* STATED GOAL *
Can you give the records below as a JSON list of strings, from the line that contains "of the crowd" through the final line of the records, with one string per line and any blank lines dropped?

* RECORDS FOR THIS EXERCISE *

◇ ◇ ◇ ◇

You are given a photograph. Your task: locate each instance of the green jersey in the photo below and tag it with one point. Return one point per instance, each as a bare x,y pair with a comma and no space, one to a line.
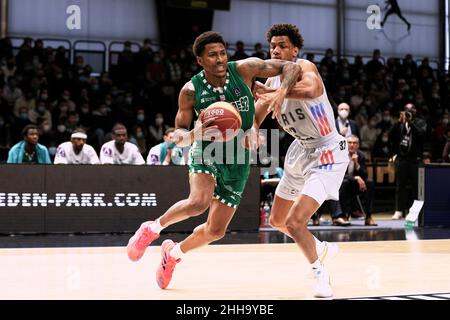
236,92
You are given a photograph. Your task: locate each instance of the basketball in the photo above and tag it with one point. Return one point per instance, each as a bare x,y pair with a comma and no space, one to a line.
228,120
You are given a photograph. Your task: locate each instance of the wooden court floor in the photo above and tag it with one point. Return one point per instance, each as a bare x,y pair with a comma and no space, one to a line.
260,271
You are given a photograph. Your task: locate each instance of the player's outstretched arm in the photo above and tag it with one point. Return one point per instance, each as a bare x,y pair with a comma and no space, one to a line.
290,72
310,86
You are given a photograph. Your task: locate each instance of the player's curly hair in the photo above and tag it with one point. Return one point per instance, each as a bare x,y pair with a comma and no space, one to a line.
286,29
206,38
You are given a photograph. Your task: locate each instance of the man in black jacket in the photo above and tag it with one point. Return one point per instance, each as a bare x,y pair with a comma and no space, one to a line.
407,138
356,190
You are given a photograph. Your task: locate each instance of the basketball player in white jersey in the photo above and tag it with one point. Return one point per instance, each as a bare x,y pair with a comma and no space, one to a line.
317,159
119,150
76,151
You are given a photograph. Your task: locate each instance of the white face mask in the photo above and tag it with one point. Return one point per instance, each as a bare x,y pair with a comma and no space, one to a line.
343,114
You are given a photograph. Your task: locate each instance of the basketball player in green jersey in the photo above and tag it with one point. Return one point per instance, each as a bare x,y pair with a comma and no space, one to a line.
213,185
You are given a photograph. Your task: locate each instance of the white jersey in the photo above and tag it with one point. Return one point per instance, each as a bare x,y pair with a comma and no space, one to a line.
66,155
309,121
110,155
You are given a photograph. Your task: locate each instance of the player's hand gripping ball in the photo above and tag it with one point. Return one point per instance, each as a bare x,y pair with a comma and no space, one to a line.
227,119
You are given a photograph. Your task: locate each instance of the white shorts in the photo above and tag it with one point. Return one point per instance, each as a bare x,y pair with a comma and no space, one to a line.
315,172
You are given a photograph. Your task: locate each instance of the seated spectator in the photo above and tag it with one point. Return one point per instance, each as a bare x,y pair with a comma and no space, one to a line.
119,151
76,151
40,113
166,153
356,191
5,138
345,126
381,148
29,151
138,137
446,151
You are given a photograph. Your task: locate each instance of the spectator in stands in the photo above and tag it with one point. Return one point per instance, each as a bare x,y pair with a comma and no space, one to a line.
76,151
369,135
138,138
356,192
386,121
166,153
29,151
426,158
40,113
9,69
345,126
48,134
156,130
381,148
446,151
25,101
5,138
374,65
328,62
119,150
239,54
144,56
61,59
439,136
127,64
6,48
407,144
356,188
12,92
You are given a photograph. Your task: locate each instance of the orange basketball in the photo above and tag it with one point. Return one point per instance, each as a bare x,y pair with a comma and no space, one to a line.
228,120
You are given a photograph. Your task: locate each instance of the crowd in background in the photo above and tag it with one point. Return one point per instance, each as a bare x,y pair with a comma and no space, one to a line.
39,85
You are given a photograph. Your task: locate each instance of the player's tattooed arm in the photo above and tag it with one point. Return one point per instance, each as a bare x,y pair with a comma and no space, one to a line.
290,73
185,114
257,68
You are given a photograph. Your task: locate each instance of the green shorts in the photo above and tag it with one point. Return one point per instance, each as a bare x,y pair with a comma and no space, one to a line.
230,180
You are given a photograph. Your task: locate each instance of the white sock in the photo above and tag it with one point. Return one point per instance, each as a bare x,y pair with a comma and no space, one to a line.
320,246
176,252
156,226
317,265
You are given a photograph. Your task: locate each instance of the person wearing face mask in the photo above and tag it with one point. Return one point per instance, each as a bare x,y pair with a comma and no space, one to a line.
345,126
119,150
40,112
29,151
139,138
76,151
156,131
165,152
407,146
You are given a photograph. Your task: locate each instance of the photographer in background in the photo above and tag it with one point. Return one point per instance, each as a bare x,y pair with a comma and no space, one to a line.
407,138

◇ ◇ ◇ ◇

* EXERCISE OUTPUT *
[
  "You are given a photograph. Your task: locate each instance of the crowd in background in the photo above and tag it with one point. Return one point per instance, each as a bare x,y pair with a comma and no space, one to a line.",
  "39,85",
  "You are given a photograph. Your task: locate each instance of the player's tattooed arm in the photo above and tag it with one point. Return one point per instance, each as a bare x,y pair with a comma and no space, one to a line.",
  "290,73",
  "185,114",
  "257,68",
  "You are given a photograph. Your task: locate each instance of the green shorts in the photo above and tag it with one point. Return one point per instance, each as a bare x,y pair with a comma and no space, one to a line.",
  "230,180",
  "You are given a photograph. Your task: locate each instance of the white sock in the photo above and tag it with one point. Return one point per instance, each as a bare x,y pair with a comma and no space, one to a line.",
  "320,246",
  "176,252",
  "156,226",
  "317,265",
  "You are given a photograph. Your task: locate each instance of the person wearing face mask in the photo above and tag it with one point. Return one point per instance, each as a bare x,y pair with a comma and no space, one to a line.",
  "345,126",
  "119,150",
  "40,112",
  "29,151",
  "139,138",
  "76,151",
  "156,131",
  "165,152",
  "407,146",
  "You are given a photograph. Your task: locate each instance of the photographer in background in the photo above and tag it with one point. Return one point per instance, each as a bare x,y pair with a comma and no space, one to a line.",
  "407,138"
]